Start Extracted information
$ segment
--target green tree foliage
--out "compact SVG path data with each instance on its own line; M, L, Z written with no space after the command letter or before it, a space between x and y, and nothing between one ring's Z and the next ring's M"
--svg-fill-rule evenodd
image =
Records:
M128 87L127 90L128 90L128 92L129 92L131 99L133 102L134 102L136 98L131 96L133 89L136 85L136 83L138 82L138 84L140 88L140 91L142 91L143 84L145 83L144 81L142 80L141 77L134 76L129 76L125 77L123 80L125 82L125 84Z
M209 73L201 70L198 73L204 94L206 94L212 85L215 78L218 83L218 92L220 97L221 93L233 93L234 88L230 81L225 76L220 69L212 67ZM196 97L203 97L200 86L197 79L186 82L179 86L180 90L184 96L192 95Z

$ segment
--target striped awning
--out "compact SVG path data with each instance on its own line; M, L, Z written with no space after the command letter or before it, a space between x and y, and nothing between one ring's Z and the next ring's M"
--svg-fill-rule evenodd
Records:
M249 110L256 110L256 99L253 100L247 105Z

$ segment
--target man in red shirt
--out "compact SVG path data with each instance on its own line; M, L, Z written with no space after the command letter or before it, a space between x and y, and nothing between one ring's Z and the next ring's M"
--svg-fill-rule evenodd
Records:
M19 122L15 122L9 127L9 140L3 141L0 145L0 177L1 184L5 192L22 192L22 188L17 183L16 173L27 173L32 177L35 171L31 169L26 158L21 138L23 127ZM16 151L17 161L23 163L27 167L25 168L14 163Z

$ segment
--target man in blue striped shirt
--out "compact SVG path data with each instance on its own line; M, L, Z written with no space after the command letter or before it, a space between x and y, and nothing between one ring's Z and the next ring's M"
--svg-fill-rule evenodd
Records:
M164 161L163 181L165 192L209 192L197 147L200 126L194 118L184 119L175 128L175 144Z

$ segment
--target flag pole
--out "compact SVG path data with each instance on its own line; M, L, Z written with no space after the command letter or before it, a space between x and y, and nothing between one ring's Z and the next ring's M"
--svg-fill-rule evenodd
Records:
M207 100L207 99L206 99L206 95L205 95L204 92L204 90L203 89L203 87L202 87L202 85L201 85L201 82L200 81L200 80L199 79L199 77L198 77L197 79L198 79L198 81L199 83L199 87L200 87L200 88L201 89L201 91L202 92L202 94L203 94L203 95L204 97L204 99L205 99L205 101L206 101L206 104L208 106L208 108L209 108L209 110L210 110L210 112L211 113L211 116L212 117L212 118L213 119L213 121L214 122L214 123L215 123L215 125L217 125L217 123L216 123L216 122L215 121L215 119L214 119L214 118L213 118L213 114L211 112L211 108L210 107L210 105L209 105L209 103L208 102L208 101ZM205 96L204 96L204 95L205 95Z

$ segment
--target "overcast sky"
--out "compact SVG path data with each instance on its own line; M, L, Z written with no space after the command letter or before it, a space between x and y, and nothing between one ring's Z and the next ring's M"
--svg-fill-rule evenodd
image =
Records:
End Extracted information
Task description:
Copy every line of the material above verbatim, keeping its spacing, punctuation, and line breaks unchanged.

The solution:
$ segment
--target green tree foliage
--out "compact SVG path data with each instance on its own line; M, L, Z written with no space after the command letter or before it, a space between x and y, and nothing between one ring's Z and the next ring's M"
--svg-fill-rule evenodd
image =
Records:
M128 87L127 90L128 90L128 92L129 92L131 99L133 102L134 102L136 98L131 96L133 89L136 85L136 83L138 82L138 84L140 88L140 91L142 91L143 84L145 83L144 81L142 80L141 77L134 76L129 76L125 77L123 80L125 82L125 84Z
M209 73L201 70L198 73L204 94L206 94L212 85L215 78L218 83L218 92L220 97L221 93L233 93L234 88L230 81L225 76L220 69L212 67ZM196 97L203 97L200 86L197 79L186 82L179 86L180 90L184 96L192 95Z

$ segment
--target striped awning
--out "compact SVG path data with each instance on its own line; M, L, Z written with no space after the command letter or before it, a space between x and y, and nothing between one ring's Z and the next ring's M"
--svg-fill-rule evenodd
Records:
M249 110L256 110L256 99L253 100L247 105Z

$ segment
--target man in red shirt
--out "compact SVG path data with each instance on its own line; M, L, Z written with no space after the command letter or before it, a space between x and y, and nothing between one ring's Z and the next ring's M"
--svg-fill-rule evenodd
Records:
M19 122L15 122L9 127L9 140L3 141L0 145L0 177L1 184L5 192L22 192L22 188L17 183L16 173L27 173L32 177L35 171L31 169L26 158L21 138L23 127ZM16 151L17 161L23 163L27 167L25 168L14 163Z

$ segment
--target man in blue striped shirt
--out "compact SVG path data with each instance on its own line; M, L, Z written with no space after the command letter or before it, a space between x and y, and nothing between one ring's Z and the next ring's M"
--svg-fill-rule evenodd
Records:
M164 161L163 181L165 192L209 192L197 147L200 126L194 118L184 119L175 128L175 144Z

$ segment
--target flag pole
--out "compact SVG path data with each instance on its own line; M, L, Z written with no space after the command letter or before it, a space between x and y, and nothing between one ring's Z and the next ring's M"
--svg-fill-rule evenodd
Records:
M207 100L207 99L206 99L206 95L205 95L204 92L204 90L203 89L203 87L202 87L202 85L201 85L201 82L200 81L200 80L199 79L199 77L198 77L197 79L198 79L198 81L199 83L199 87L200 87L200 88L201 89L201 91L202 92L202 94L203 94L203 95L204 97L204 99L205 99L205 101L206 101L206 104L208 106L208 108L209 108L209 110L210 110L210 112L211 113L211 116L212 117L212 118L213 119L213 121L214 122L214 123L215 123L215 125L217 125L217 123L216 123L216 122L215 121L215 119L214 119L214 118L213 118L213 114L211 112L211 108L210 107L210 105L209 105L209 103L208 102L208 101ZM205 96L204 96L204 95L205 95Z

$ segment
--target "overcast sky"
--out "compact SVG path data with each instance on its own line; M, L, Z written with no space after the command letter or before it, a space between x and y, and nothing between one ring's Z and the next ring's M"
--svg-fill-rule evenodd
image =
Records:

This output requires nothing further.